(TASK TO COMPLETE) Find each line in the records below that contains the word "background" and copy those lines.

Collected data entries:
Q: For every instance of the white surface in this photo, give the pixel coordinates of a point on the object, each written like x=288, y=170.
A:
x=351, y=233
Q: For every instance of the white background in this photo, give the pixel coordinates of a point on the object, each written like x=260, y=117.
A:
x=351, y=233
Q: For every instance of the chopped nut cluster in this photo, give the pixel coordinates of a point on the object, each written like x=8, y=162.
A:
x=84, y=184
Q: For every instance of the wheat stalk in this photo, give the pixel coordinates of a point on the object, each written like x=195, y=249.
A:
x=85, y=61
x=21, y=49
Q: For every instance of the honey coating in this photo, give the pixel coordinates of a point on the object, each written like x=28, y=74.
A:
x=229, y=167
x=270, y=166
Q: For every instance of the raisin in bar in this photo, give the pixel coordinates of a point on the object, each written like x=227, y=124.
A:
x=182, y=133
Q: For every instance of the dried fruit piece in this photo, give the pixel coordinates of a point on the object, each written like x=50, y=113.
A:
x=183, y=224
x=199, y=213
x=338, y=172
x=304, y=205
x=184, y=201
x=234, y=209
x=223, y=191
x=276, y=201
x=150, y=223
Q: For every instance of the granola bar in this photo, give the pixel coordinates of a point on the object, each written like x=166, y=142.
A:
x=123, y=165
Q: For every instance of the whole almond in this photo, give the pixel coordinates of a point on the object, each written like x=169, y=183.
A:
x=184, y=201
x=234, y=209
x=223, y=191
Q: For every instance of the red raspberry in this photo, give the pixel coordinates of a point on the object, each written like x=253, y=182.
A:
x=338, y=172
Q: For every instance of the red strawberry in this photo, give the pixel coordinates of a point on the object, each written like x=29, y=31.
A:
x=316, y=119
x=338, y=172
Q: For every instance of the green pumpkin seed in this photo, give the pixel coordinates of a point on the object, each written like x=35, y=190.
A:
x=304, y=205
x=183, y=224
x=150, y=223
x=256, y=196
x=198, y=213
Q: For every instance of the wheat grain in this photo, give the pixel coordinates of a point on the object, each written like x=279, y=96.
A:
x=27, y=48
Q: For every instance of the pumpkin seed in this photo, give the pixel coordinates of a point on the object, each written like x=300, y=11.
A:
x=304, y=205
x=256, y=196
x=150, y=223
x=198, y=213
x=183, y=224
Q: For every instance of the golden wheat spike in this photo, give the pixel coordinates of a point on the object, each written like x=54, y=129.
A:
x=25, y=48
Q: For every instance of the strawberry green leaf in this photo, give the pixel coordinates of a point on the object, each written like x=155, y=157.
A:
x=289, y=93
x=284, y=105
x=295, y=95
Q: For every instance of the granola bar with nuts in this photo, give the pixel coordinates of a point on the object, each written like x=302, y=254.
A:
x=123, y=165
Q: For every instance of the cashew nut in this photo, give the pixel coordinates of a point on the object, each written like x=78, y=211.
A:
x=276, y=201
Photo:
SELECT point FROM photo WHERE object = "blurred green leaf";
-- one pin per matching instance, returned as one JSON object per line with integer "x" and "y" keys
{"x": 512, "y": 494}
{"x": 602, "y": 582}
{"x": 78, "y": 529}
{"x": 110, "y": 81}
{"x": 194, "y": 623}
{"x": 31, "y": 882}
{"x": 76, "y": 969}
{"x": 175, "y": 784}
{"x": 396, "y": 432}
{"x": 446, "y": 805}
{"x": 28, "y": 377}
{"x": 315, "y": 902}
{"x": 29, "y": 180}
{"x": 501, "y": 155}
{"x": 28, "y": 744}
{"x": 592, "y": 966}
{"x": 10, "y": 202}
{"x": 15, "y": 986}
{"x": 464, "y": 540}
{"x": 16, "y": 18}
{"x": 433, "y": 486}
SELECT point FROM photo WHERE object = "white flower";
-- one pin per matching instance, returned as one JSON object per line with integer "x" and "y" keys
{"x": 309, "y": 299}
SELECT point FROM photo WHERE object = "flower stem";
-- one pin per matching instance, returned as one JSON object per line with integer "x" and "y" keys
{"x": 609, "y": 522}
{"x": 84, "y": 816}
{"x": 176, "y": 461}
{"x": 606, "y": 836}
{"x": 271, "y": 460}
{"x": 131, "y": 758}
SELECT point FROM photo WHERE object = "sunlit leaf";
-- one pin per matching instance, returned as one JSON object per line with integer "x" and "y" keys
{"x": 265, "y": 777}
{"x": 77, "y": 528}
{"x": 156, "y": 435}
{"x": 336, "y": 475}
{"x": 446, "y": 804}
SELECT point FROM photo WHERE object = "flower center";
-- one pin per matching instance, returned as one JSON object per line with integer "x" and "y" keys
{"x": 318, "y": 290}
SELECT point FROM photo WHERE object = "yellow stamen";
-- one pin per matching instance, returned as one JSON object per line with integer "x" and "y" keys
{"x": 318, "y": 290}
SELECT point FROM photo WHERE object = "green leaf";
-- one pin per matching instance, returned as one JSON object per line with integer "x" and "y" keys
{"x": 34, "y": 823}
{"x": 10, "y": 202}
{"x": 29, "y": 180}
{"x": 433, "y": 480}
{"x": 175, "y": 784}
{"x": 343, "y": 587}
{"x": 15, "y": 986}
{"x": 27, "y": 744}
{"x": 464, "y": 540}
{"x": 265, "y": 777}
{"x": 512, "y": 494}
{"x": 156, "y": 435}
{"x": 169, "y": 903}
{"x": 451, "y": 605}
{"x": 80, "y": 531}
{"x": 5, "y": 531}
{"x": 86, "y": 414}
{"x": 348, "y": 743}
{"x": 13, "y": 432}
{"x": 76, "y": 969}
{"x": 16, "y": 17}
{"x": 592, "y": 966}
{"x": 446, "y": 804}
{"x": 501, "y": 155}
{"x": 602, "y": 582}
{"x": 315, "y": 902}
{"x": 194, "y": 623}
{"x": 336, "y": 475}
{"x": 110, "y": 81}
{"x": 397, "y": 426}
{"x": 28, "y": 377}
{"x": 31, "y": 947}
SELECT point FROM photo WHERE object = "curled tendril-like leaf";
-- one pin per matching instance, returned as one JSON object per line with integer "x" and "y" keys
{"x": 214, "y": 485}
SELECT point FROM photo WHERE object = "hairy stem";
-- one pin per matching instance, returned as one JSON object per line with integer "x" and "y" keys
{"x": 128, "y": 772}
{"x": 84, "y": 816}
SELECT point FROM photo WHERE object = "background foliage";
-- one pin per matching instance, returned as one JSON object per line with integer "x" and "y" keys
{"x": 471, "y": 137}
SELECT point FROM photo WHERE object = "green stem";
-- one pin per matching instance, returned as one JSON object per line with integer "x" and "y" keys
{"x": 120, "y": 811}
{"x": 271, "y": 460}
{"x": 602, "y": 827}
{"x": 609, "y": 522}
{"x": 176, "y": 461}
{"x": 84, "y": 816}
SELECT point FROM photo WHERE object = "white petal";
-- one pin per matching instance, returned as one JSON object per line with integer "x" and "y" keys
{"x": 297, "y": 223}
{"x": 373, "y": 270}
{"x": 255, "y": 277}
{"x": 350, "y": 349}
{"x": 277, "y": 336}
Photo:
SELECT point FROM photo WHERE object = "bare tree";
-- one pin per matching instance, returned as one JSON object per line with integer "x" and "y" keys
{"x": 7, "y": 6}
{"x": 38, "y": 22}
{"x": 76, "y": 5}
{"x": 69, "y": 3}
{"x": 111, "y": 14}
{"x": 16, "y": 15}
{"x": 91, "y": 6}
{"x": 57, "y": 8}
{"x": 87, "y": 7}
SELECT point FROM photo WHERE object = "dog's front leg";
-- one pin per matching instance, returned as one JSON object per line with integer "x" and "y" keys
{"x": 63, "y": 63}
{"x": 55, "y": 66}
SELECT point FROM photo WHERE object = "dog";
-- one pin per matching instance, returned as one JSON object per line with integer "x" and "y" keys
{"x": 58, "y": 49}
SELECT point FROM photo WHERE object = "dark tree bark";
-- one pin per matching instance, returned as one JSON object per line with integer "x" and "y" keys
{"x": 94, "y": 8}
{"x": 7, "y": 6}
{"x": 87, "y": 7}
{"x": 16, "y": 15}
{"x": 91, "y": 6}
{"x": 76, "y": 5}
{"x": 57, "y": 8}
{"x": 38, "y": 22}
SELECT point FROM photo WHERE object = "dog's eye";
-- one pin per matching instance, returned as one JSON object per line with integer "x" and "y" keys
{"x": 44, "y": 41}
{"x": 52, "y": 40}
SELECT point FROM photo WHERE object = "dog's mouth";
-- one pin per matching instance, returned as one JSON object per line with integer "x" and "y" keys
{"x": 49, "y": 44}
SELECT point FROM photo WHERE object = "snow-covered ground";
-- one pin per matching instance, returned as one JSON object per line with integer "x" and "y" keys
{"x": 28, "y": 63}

(EXERCISE OUTPUT)
Q: For every instance of the white background in this photo, give the pixel coordinates of a point on the object, each written like x=260, y=117.
SELECT point FROM photo WHERE object = "background foliage";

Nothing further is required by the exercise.